··· AVAILABLE DATA
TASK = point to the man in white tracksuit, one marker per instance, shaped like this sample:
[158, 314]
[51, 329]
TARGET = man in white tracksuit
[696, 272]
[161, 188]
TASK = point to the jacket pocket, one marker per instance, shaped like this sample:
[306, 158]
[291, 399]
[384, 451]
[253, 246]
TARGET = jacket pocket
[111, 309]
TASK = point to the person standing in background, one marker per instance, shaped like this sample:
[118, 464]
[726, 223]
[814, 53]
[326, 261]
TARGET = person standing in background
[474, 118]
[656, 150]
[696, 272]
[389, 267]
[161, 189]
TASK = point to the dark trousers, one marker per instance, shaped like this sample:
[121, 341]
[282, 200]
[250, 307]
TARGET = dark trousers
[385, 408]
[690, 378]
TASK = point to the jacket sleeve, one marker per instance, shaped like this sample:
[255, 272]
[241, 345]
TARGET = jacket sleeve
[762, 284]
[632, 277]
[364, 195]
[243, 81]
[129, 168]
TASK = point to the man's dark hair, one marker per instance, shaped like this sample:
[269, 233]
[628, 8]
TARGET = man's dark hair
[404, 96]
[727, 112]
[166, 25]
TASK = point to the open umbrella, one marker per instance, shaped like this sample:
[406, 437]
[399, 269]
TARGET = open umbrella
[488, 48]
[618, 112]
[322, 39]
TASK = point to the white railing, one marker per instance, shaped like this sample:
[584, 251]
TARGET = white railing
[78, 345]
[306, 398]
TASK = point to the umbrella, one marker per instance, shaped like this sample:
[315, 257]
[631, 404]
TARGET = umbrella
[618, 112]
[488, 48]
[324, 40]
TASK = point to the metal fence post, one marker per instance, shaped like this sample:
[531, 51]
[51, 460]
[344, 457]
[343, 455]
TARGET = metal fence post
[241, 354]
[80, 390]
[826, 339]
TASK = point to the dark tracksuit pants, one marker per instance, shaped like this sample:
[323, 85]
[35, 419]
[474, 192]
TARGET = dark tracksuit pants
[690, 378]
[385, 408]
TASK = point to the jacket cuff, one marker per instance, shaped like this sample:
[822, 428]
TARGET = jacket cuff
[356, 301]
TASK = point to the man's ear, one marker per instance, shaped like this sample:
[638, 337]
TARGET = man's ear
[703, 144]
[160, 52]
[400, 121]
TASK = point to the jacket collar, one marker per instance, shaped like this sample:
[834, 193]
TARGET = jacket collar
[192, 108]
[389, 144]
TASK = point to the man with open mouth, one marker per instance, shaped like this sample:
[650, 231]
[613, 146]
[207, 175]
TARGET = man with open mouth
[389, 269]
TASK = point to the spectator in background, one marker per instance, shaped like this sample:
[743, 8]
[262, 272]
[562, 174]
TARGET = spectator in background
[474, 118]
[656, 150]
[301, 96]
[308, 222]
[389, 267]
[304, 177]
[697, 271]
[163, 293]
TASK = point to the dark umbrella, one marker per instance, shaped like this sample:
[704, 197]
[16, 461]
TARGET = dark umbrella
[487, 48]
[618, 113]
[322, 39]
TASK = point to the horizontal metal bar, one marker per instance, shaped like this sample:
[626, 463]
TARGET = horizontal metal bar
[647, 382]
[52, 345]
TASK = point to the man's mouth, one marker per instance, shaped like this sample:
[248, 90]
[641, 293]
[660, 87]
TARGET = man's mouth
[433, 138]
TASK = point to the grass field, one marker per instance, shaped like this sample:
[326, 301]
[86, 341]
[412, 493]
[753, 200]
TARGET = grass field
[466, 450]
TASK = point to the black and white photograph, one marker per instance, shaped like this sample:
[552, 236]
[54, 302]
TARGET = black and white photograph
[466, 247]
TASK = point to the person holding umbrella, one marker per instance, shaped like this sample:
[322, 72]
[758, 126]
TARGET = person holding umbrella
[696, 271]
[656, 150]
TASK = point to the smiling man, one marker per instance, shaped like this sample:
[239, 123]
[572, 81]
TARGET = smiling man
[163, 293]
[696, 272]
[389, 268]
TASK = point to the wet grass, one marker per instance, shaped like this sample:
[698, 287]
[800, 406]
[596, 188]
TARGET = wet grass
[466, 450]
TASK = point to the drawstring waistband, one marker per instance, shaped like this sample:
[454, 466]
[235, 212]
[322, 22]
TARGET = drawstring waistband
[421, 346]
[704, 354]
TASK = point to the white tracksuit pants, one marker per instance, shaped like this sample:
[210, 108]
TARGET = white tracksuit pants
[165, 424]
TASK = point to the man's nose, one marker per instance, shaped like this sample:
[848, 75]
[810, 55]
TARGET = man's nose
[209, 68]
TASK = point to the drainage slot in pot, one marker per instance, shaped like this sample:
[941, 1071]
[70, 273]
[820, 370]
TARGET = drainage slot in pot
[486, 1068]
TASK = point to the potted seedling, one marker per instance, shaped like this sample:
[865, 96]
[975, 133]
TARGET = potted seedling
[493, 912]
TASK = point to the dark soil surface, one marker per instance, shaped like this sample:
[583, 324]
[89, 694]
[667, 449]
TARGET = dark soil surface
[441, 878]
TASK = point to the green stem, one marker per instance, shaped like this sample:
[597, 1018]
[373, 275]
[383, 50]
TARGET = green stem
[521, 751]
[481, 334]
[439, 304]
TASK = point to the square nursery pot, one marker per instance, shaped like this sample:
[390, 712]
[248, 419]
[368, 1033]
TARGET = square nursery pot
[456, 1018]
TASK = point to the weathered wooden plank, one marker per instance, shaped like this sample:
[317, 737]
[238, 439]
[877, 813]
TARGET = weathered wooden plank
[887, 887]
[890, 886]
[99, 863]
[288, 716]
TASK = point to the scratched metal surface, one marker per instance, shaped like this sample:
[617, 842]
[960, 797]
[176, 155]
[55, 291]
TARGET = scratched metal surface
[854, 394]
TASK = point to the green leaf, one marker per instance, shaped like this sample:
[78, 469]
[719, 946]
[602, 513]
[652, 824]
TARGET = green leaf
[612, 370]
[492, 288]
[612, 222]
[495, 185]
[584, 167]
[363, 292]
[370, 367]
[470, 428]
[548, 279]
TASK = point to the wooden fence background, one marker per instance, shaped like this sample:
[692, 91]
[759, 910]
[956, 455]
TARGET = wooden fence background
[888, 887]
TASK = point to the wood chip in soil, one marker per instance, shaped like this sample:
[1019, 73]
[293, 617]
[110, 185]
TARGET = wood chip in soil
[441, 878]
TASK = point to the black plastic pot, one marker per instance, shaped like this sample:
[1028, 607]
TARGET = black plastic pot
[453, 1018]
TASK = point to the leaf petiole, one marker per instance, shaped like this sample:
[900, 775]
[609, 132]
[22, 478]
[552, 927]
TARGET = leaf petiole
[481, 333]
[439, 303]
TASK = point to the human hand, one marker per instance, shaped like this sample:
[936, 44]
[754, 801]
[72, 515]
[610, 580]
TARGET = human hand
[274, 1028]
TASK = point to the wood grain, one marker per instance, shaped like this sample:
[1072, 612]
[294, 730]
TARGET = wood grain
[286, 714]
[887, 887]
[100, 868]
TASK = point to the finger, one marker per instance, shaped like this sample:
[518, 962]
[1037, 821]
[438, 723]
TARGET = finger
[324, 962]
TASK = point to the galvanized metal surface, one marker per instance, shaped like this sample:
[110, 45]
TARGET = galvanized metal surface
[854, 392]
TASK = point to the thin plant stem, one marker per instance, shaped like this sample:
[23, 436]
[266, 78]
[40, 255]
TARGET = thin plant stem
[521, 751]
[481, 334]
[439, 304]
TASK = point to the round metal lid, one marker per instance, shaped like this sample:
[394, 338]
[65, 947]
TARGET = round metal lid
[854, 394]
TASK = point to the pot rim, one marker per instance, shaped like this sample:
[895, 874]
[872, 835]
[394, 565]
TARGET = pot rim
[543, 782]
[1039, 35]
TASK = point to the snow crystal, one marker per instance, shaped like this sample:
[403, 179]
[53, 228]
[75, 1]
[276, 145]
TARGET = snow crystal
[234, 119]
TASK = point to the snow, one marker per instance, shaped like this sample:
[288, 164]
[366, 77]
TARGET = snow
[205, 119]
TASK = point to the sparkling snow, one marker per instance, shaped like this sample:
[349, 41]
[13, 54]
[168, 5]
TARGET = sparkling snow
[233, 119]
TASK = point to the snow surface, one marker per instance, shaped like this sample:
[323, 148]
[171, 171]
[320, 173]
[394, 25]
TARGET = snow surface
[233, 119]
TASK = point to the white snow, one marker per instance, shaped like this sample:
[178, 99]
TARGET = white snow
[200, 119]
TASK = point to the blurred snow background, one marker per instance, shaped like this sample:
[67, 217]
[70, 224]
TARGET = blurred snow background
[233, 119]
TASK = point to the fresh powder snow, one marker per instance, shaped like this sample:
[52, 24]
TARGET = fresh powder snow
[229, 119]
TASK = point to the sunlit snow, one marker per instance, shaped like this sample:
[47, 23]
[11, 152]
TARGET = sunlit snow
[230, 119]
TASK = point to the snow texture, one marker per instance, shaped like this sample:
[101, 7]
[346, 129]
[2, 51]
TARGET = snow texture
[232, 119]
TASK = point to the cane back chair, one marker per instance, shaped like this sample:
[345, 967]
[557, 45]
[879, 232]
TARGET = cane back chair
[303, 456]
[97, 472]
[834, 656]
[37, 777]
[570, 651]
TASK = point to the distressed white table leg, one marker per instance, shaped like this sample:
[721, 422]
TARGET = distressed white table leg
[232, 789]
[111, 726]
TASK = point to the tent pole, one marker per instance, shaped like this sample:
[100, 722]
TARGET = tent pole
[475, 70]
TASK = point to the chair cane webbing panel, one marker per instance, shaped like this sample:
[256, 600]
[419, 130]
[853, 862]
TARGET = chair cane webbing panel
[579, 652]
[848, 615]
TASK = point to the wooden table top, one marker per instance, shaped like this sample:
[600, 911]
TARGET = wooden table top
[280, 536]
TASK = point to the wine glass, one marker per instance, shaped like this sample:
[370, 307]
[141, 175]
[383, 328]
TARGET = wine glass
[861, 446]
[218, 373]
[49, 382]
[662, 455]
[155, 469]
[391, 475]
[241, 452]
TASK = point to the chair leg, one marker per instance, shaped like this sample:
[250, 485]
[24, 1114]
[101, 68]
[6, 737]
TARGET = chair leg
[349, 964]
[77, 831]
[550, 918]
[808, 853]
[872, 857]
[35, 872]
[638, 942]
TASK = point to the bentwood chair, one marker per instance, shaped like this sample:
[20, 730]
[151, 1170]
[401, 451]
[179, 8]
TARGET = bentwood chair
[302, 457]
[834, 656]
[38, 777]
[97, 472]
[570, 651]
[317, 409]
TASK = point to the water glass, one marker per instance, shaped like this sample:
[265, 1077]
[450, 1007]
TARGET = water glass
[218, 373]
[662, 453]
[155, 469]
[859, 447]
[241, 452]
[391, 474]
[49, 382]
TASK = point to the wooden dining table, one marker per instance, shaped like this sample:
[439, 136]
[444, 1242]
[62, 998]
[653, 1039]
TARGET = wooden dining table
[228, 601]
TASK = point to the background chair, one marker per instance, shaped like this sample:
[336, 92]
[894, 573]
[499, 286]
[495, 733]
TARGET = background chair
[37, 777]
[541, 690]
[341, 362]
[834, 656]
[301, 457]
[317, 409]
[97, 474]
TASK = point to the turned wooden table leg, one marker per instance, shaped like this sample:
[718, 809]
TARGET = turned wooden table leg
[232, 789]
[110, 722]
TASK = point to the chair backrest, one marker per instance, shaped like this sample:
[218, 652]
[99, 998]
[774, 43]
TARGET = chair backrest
······
WRITTEN TASK — Transcribe the rows above without changing a character, starting at the line with "TASK = point to the drainage" and ending with the line with "[486, 1068]", both of those lines included.

OUTPUT —
TASK = point to the drainage slot in pot, one marker per instance, shaped like this sample:
[941, 1071]
[70, 273]
[820, 370]
TARGET = drainage slot in pot
[486, 1068]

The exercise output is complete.